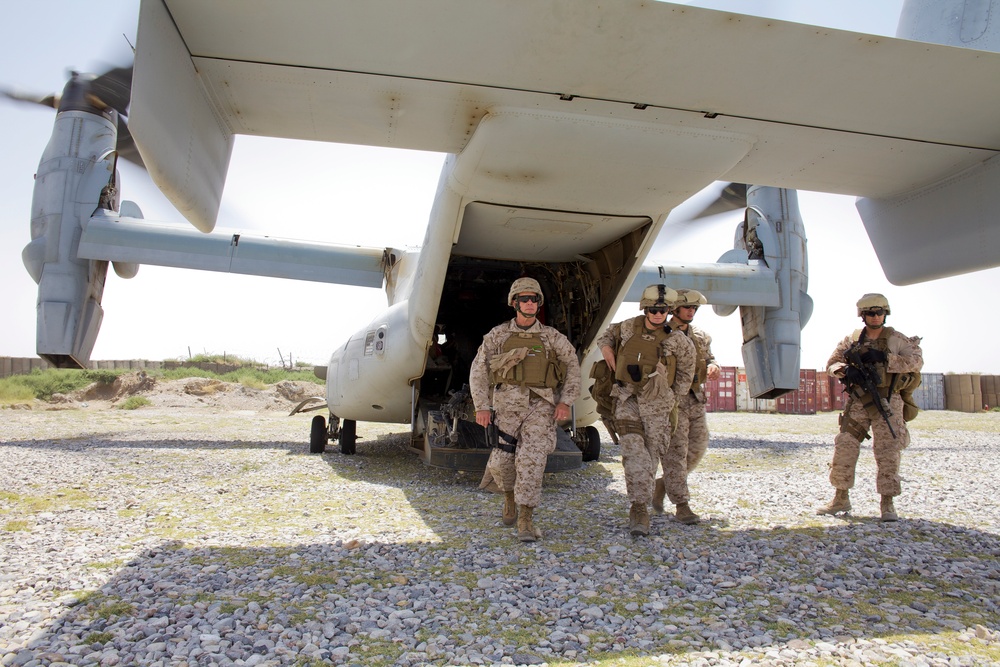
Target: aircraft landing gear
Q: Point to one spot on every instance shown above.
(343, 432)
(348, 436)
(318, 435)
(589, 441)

··········

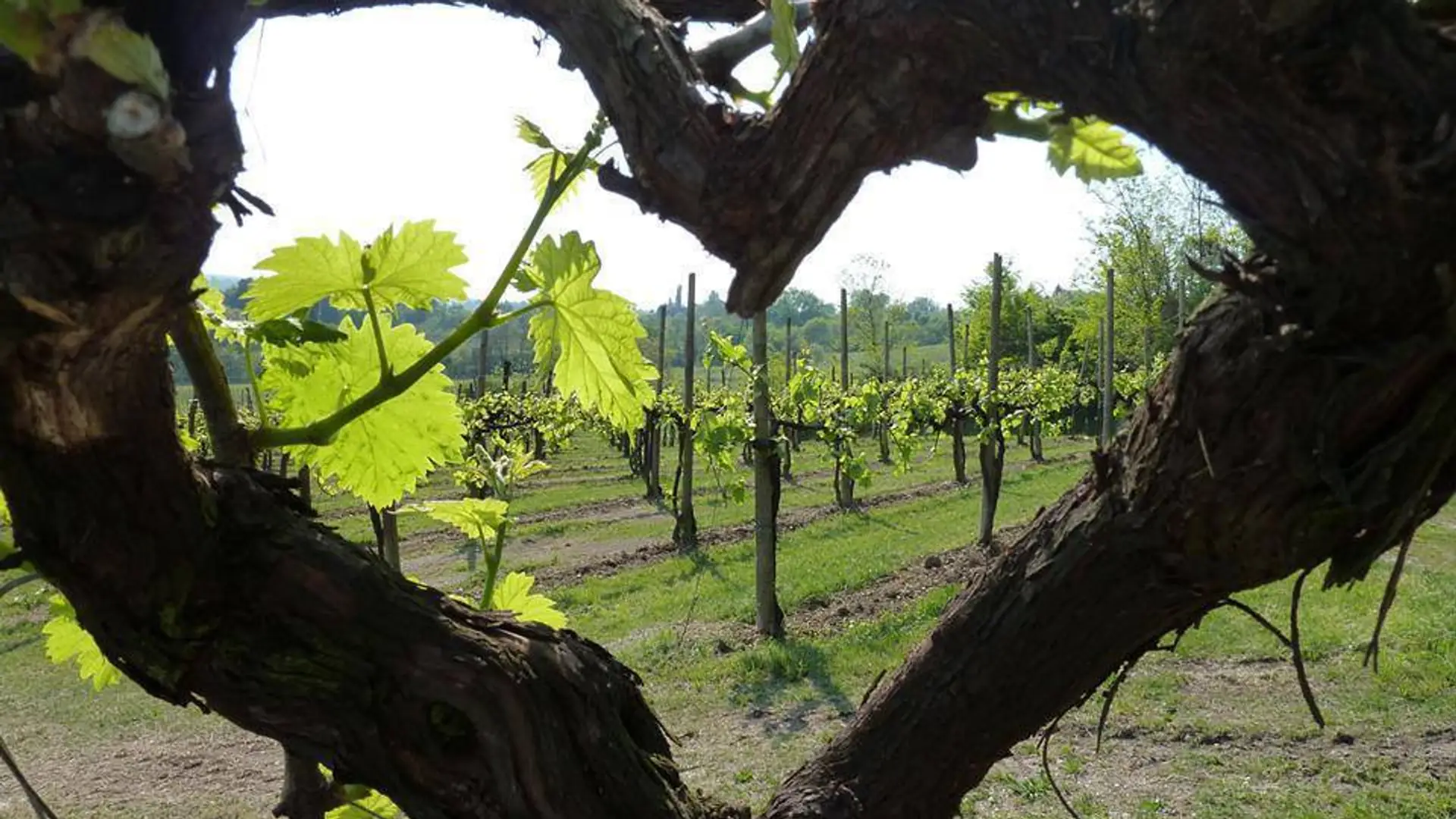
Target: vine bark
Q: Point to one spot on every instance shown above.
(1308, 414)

··········

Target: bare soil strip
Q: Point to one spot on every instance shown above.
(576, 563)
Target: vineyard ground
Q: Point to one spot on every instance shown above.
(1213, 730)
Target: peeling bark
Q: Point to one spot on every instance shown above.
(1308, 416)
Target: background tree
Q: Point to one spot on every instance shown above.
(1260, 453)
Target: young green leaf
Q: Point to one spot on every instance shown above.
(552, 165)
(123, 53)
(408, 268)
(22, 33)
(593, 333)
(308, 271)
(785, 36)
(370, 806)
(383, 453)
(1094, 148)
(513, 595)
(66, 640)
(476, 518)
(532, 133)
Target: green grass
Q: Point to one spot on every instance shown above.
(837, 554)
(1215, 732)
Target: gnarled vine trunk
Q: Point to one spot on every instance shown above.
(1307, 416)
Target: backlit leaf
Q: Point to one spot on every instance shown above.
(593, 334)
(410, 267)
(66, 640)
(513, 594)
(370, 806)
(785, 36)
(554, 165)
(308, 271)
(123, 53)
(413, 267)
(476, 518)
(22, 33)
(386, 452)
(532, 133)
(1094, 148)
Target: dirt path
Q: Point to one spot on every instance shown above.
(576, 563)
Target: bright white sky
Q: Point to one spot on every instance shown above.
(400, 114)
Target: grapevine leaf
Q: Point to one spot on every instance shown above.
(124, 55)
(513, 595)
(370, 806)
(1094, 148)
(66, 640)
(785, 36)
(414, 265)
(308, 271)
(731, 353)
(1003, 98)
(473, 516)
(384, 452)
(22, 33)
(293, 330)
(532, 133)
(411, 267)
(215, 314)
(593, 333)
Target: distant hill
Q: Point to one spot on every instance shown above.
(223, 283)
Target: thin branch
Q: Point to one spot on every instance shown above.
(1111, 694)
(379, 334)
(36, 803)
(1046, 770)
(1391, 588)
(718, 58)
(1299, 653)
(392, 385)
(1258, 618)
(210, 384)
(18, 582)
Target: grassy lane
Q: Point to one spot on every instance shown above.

··········

Go line by line through the listing and count every line that includes the word "bark". Only the total is needed.

2